*WRITTEN INSTRUCTION:* What follows is a set of entries. Give them again exactly, without the pictures.

Point annotation records:
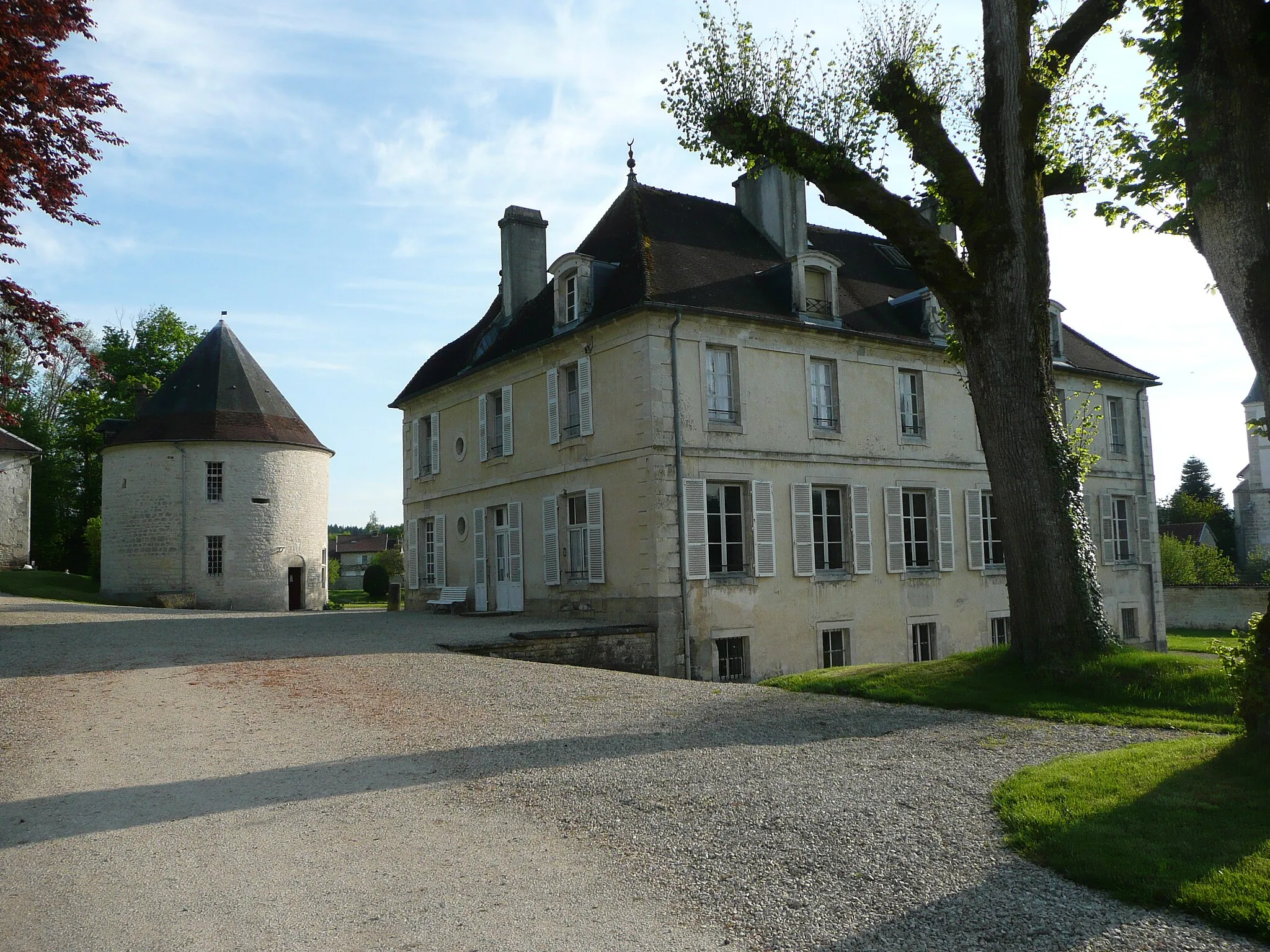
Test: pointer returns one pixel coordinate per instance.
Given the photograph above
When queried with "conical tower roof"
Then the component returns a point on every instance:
(219, 394)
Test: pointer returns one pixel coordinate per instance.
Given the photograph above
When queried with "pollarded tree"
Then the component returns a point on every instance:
(739, 100)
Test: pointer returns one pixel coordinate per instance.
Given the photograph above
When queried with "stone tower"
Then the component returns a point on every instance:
(215, 494)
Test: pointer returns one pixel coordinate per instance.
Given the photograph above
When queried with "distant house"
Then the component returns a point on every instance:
(1197, 532)
(16, 456)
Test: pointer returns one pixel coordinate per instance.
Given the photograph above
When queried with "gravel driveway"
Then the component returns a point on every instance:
(205, 781)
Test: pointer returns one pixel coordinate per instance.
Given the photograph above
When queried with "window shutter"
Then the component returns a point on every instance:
(974, 528)
(595, 535)
(861, 530)
(1105, 516)
(801, 513)
(696, 560)
(554, 405)
(479, 559)
(585, 414)
(944, 509)
(507, 420)
(550, 541)
(412, 557)
(435, 448)
(438, 547)
(515, 558)
(765, 527)
(893, 501)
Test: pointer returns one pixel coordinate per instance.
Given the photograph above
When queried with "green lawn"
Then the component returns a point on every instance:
(1181, 823)
(1127, 689)
(60, 586)
(1198, 639)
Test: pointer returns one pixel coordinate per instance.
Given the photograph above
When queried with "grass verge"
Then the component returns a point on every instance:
(35, 583)
(1178, 823)
(1126, 689)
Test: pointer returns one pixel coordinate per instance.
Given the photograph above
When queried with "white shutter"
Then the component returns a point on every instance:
(1106, 518)
(893, 501)
(438, 547)
(554, 405)
(507, 420)
(801, 514)
(481, 428)
(696, 560)
(515, 568)
(412, 557)
(595, 535)
(974, 528)
(435, 448)
(585, 421)
(550, 541)
(479, 570)
(765, 527)
(861, 530)
(944, 511)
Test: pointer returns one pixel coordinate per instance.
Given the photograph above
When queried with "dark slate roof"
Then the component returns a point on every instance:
(9, 443)
(682, 250)
(219, 394)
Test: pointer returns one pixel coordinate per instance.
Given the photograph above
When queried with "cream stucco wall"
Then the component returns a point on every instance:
(156, 518)
(631, 456)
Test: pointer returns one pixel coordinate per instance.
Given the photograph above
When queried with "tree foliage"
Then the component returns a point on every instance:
(48, 140)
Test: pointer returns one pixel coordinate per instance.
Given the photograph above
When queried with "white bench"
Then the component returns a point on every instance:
(450, 597)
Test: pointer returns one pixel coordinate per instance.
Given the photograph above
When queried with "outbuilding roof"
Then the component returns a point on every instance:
(220, 392)
(673, 249)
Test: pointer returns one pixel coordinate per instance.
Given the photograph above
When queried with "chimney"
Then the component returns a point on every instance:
(525, 257)
(775, 202)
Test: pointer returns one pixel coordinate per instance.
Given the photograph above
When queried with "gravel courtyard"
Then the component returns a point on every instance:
(335, 781)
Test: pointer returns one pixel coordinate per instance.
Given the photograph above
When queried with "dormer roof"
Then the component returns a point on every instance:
(219, 392)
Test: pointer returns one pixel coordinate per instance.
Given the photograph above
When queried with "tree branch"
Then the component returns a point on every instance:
(849, 187)
(1070, 40)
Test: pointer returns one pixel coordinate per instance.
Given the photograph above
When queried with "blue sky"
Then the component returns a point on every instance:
(332, 173)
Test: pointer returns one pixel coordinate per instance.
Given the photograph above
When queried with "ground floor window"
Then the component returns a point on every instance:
(923, 641)
(833, 648)
(733, 659)
(1000, 631)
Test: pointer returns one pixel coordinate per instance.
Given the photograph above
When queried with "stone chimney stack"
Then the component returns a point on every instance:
(525, 255)
(775, 202)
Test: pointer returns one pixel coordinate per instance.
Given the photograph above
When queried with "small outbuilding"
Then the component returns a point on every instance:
(16, 456)
(215, 495)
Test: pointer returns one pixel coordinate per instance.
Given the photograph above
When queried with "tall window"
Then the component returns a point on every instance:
(1121, 528)
(215, 555)
(912, 413)
(923, 641)
(1000, 630)
(494, 425)
(828, 536)
(993, 550)
(818, 289)
(726, 526)
(917, 530)
(572, 408)
(722, 385)
(430, 552)
(732, 659)
(1116, 426)
(833, 648)
(215, 483)
(577, 551)
(825, 397)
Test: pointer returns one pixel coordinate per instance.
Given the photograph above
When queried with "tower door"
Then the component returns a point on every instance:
(295, 589)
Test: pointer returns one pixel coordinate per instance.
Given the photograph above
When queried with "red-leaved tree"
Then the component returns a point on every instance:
(48, 140)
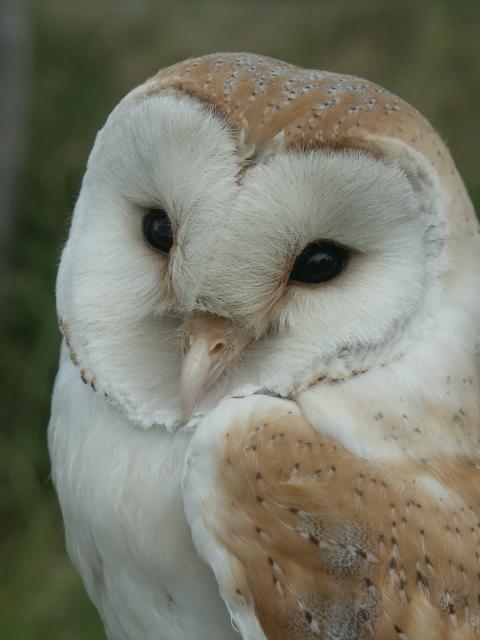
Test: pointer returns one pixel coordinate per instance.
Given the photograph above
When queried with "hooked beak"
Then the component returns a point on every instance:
(210, 344)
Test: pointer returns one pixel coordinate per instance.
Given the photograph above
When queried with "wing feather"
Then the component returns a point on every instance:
(308, 540)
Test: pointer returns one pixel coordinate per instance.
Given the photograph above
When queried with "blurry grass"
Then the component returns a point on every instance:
(87, 55)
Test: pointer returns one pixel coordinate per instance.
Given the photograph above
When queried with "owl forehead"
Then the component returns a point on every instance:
(262, 97)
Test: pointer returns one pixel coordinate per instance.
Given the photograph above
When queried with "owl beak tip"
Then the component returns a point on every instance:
(210, 345)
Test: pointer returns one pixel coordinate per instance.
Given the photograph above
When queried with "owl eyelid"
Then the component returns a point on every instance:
(161, 240)
(319, 263)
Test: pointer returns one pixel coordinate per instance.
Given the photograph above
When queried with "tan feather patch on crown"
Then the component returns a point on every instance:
(261, 98)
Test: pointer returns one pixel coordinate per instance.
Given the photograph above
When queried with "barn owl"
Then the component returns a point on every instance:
(266, 418)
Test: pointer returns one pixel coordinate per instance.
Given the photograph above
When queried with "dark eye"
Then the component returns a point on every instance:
(319, 262)
(158, 230)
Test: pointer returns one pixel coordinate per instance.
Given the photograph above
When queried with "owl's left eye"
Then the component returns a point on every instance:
(319, 262)
(157, 230)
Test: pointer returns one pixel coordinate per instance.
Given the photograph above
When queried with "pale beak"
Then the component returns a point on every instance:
(210, 343)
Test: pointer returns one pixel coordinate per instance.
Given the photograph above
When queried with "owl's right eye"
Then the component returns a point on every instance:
(157, 230)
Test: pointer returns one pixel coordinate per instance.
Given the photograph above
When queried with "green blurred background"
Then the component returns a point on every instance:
(72, 62)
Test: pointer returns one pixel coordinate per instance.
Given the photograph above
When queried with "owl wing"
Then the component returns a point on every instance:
(307, 540)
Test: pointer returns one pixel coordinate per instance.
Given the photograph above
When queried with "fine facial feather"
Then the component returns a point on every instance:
(315, 542)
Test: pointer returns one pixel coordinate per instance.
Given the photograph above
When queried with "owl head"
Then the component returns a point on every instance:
(245, 225)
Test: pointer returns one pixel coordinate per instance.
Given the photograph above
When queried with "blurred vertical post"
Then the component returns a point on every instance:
(14, 58)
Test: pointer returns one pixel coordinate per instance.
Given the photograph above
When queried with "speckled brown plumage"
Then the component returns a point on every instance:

*RESULT:*
Test: pointer returns one pixel coordinate per instance.
Given the photograph above
When queried with "conical tower roof"
Then the component returns a point on every instance:
(219, 394)
Test: pointer returns one pixel coordinate per instance.
Given the photograph above
When queried with "pollarded tree"
Then the component returns a point on every instance:
(739, 100)
Test: pointer returns one pixel coordinate per instance.
Given the photograph above
When queried with "stone tower"
Then the component returns a point on every instance:
(215, 494)
Test: pointer returns one pixel coordinate per instance.
Given the photograph above
When queried with "distant house"
Then the component returns a point on every instance:
(1197, 532)
(16, 456)
Test: pointer returns one pixel coordinate per instance.
Given the photograph above
When queried with "gravel driveway"
Then the component returns a point on every instance:
(205, 781)
Test: pointer returns one pixel coordinate per instance.
Given the photograph above
When queried with "window shutter"
Then the component returns a point on every instance:
(974, 528)
(595, 535)
(861, 530)
(1105, 516)
(801, 513)
(696, 560)
(554, 405)
(479, 559)
(585, 414)
(944, 509)
(507, 420)
(550, 541)
(412, 557)
(435, 448)
(438, 547)
(515, 558)
(765, 527)
(893, 501)
Test: pointer returns one pixel coordinate per instance.
Given the photograph above
When queried with "green lawn"
Then the component returns a point on every instance:
(1181, 823)
(1127, 689)
(60, 586)
(1198, 639)
Test: pointer returns one pixel coordinate per instance.
Given the photograph above
When queried with "grass verge"
Then the component returns a point on every instance:
(35, 583)
(1178, 823)
(1126, 689)
Test: pointer returns one pixel coordinate per instance.
Given the photograph above
When queried with "white shutter"
Then the component returns a point on every instance:
(1106, 518)
(893, 501)
(438, 547)
(554, 405)
(507, 420)
(801, 514)
(481, 428)
(696, 560)
(515, 568)
(412, 557)
(595, 535)
(974, 528)
(435, 448)
(585, 421)
(550, 541)
(479, 570)
(765, 527)
(861, 530)
(944, 511)
Test: pointer returns one pixel coordinate per instance.
Given the photograph above
When queried with "dark slate roof"
Then the component returns a point on every instance:
(9, 443)
(682, 250)
(219, 394)
Test: pointer returns one pixel coordinate per instance.
Given the photograph above
When queried with "cream stucco wall"
Then the component returns a point on every instance:
(156, 518)
(631, 456)
Test: pointer returns one pixel coordinate per instance.
Given the photograph above
When queried with "tree foliage"
Then the component returns a point on every instance:
(48, 140)
Test: pointer returns one pixel coordinate per instance.
Given the photograph above
When queried with "white bench"
Then the component returns a point on every instance:
(450, 597)
Test: pointer returns one pixel coordinate per instance.
Given the photograph above
When queried with "outbuilding roof"
Then the component returns a point on every instance:
(220, 392)
(673, 249)
Test: pointer returns one pixel coordinate per instance.
Given the photograph above
When queried with "chimney"
Then the component returns a point on every instance:
(525, 257)
(775, 202)
Test: pointer returns one pixel coordinate per instance.
Given the photograph above
When queried with "gravel courtyard"
Then the component returns a point on every instance:
(335, 781)
Test: pointer returns one pixel coordinate per instance.
Given the photograph above
When queried with "dormer roof"
Then the component returns a point on every instance:
(219, 392)
Test: pointer returns one pixel coordinate per instance.
Given the photograph above
When queried with "tree branch"
Then the component returns a point on every instance:
(849, 187)
(1070, 40)
Test: pointer returns one pixel coordinate per instance.
Given the photograph above
When queried with "blue sky"
Then the component returns a point on every instance:
(332, 173)
Test: pointer returns one pixel coordinate per instance.
Given the photograph above
When queried with "ground floor window"
Then the component returns a point on every instance:
(923, 641)
(833, 648)
(733, 659)
(1000, 631)
Test: pointer returns one pixel coordinate per instance.
Given the photograph above
When queried with "stone chimney stack"
Then the component returns a point on every instance:
(525, 255)
(775, 202)
Test: pointer returns one pixel coordinate per instance.
Given the photograph above
When queried with "small outbuilding"
Then the component returns a point on every instance:
(16, 456)
(215, 495)
Test: pointer returns one pixel coordinate per instance.
Given the photograph above
When queried with "tall window"
Then the component returns a point on every instance:
(1121, 528)
(215, 555)
(912, 413)
(923, 641)
(1000, 630)
(494, 425)
(828, 536)
(993, 550)
(818, 289)
(726, 526)
(917, 530)
(572, 408)
(722, 385)
(430, 552)
(732, 659)
(1116, 426)
(833, 648)
(215, 483)
(577, 551)
(825, 397)
Test: pointer returns one pixel coordinate per instance.
Given the photograph above
When queried with "tower door"
Then the component returns a point on every instance:
(295, 589)
Test: pointer returns one pixel coordinate per instance.
Given the photograph above
When queried with "red-leaved tree"
Then the component returns a point on every instance:
(48, 140)
Test: pointer returns one pixel coordinate per instance.
Given the photograph above
When queried with "hooked beak"
Then the component returns a point on every instance:
(210, 344)
Test: pointer returns one pixel coordinate per instance.
Given the photograph above
When queried with "wing feather"
Then the component returns a point on every instance:
(308, 540)
Test: pointer returns one pixel coordinate per instance.
Given the photograph above
When queried with "blurry grass"
Then the component returns a point on every instance:
(87, 55)
Test: pointer returns one pixel coordinate per instance.
Given the photograph above
When queried with "owl forehead"
Then the component returns a point on every instance:
(262, 97)
Test: pointer returns one pixel coordinate per instance.
Given the photograph above
When queried with "owl beak tip"
Then the component returns a point on every instance:
(210, 345)
Test: pointer returns one pixel coordinate per instance.
Given the photograph above
When queried with "owl eyelid"
Then the component returns a point on every instance:
(161, 240)
(319, 263)
Test: pointer returns one pixel coordinate per instance.
Given the photograph above
When queried with "tan feather patch on crown"
Then the component returns a point on every instance:
(261, 98)
Test: pointer returns one pixel coordinate per instance.
Given the photograph above
When queried with "barn owl"
Then the component returns a point on every instance:
(266, 418)
Test: pointer returns one pixel coordinate per instance.
Given the photograph above
When queried with "dark eye"
Then the component returns a point on every instance:
(319, 262)
(158, 230)
Test: pointer returns one pixel coordinate per instance.
Given the photograph above
When queried with "owl's left eye"
Then the component returns a point on every instance:
(319, 262)
(157, 230)
Test: pointer returns one pixel coordinate per instance.
Given the photograph above
When queried with "pale beak"
Then the component returns a point on every instance:
(210, 343)
Test: pointer returns one pixel coordinate per instance.
Given the photograph above
When queried with "owl's right eye"
Then the component returns a point on every instance:
(157, 230)
Test: pointer returns one pixel coordinate per instance.
Given the photograph above
When queried with "green blurred background"
Then the component returns a point on every instance:
(72, 62)
Test: pointer returns one pixel coordinate per instance.
Given the photograph above
When queried with "owl wing"
Then the component returns a point on every instance:
(307, 540)
Test: pointer returns one pixel coordinate per instance.
Given the photograph above
When queried with "fine facial feather"
Then the component returns a point on every instance:
(315, 542)
Test: pointer returns one pixel coordinate per instance.
Given the photograph above
When queried with "owl head"
Then the component returns a point on every instance:
(245, 225)
Test: pointer returns one pixel coordinate per instance.
Given the photograph above
When queried with "blurred vertical post"
Then the component returns a point on every instance:
(14, 58)
Test: pointer returns one pixel coordinate per instance.
Given the photograph above
When queried with "speckled brown plumage"
Then the component returns a point on every instance:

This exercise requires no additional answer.